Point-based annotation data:
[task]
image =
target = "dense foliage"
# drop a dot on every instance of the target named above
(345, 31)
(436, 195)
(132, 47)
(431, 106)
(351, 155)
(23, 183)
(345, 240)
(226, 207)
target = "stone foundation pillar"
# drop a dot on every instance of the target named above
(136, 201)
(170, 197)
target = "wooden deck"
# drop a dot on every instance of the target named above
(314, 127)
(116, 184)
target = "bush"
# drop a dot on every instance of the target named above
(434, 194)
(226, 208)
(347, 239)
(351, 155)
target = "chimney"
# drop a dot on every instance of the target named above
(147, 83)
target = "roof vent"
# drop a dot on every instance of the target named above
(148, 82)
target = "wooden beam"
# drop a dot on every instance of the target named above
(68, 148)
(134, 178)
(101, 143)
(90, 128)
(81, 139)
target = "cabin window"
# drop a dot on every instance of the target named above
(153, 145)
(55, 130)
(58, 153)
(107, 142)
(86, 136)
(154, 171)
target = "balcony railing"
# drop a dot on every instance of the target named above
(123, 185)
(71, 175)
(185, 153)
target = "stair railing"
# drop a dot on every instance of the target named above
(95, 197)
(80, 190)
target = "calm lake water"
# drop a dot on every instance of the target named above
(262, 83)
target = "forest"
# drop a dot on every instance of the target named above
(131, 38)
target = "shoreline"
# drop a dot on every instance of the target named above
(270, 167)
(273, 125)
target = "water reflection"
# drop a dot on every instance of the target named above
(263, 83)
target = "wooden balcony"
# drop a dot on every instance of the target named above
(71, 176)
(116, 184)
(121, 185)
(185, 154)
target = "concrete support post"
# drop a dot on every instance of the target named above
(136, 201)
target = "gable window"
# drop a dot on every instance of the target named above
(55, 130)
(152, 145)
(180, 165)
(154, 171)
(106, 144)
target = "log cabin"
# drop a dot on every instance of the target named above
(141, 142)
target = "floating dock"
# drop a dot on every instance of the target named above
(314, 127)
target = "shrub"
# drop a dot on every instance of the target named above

**STATED TASK**
Working from the material above, retype it in its entirety without change.

**WRITTEN ANSWER**
[task]
image =
target = "dense foliage"
# drop a dot on every instance of the target named above
(345, 31)
(436, 195)
(132, 47)
(431, 106)
(351, 155)
(23, 183)
(345, 240)
(226, 207)
target = "stone foundation pillar"
# drop a dot on every instance of the target named above
(136, 201)
(170, 197)
target = "wooden deck"
# drop a dot on every instance of the target named above
(314, 127)
(116, 184)
target = "bush"
# drop a dot on every instance of the target named above
(434, 194)
(226, 208)
(347, 239)
(351, 155)
target = "chimney"
# drop a dot on every instance of the target named above
(147, 83)
target = "roof vent"
# drop a dot on every instance of the target named above
(148, 82)
target = "wooden beam"
# drop a dot on every instance of the target named above
(68, 148)
(134, 178)
(101, 143)
(90, 128)
(81, 139)
target = "cabin window"
# drop a dot on every instance of the target named above
(153, 145)
(55, 130)
(58, 153)
(107, 142)
(86, 136)
(154, 171)
target = "balcony railing"
# drop a dot on every instance of the target named above
(123, 185)
(71, 175)
(185, 153)
target = "stair railing"
# drop a dot on every instance of the target named above
(95, 197)
(80, 190)
target = "calm lake water"
# drop a dot on every instance of the target named above
(262, 83)
target = "forest"
# drop a dot on every instance of the target named above
(131, 38)
target = "shoreline"
# drop a dot on every instance of the target named above
(270, 167)
(273, 125)
target = "water reflection"
# drop a dot on every instance of the target named above
(263, 83)
target = "wooden balcony"
# drop a dot on every instance of the target named above
(71, 176)
(116, 184)
(121, 185)
(185, 154)
target = "concrete support post"
# drop a dot on every instance of the target named above
(136, 201)
target = "gable window"
# drop a dot on every instance of the target named above
(55, 130)
(152, 145)
(180, 165)
(154, 171)
(106, 144)
target = "log cabin"
# drop a dot on every instance of the target named above
(141, 142)
target = "floating dock"
# drop a dot on every instance of the target named above
(314, 127)
target = "shrub"
# drop a dot on every instance of the target named above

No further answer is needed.